══ Listing ══

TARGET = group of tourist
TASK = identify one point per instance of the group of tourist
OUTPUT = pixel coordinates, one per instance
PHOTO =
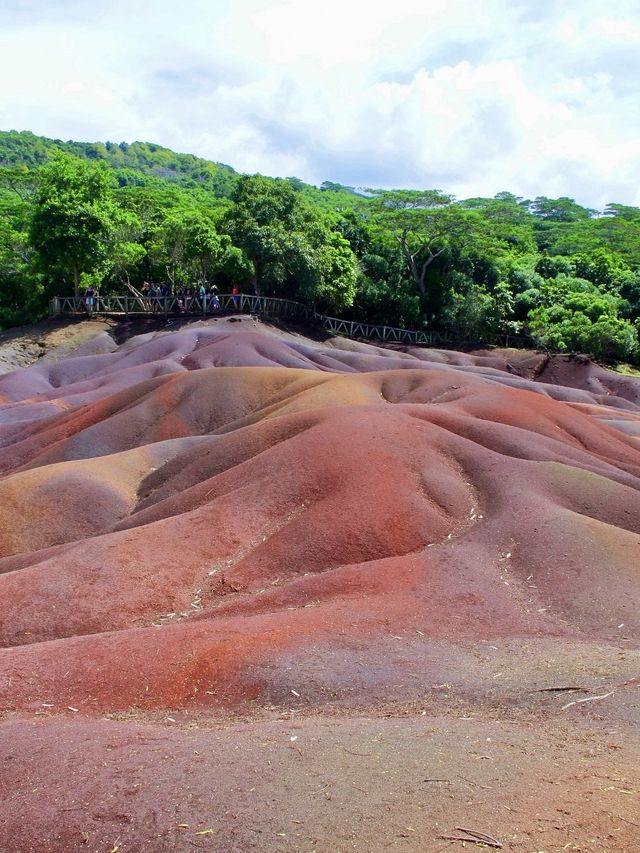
(188, 299)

═══

Requirement
Copy these lines again with each "tourist" switched to "travelers", changing nothing else. Leave the pictures out.

In response
TARGET = group of travelers
TASK = identify one point per instance of the group of travelers
OUTPUT = pixel coordinates, one per instance
PHOTO =
(188, 299)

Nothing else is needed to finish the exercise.